Source data:
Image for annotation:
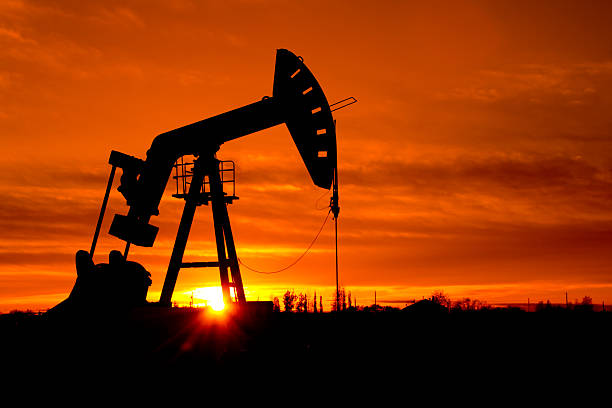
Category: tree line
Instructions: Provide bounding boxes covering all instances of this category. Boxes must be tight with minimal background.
[273,288,357,313]
[271,289,605,313]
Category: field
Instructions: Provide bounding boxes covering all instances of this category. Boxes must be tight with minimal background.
[2,305,611,390]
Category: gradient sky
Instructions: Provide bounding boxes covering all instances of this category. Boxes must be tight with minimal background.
[1,0,611,312]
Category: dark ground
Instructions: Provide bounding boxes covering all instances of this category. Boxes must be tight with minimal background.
[1,306,611,394]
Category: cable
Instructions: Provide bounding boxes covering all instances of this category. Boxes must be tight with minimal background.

What is required:
An exact printout is needed of the lines from the one containing "Category: dark ground" through the end of the listing above, both of those lines included, and nothing else.

Exercise solution:
Category: dark ground
Instructions: Provide bounding boxes covering all instances of this category. Boxes must be tight with minimal background.
[1,306,611,394]
Category: cable
Instructions: Provide bounding boxes covering all instances of this category. Boxes must be tight with minimal background.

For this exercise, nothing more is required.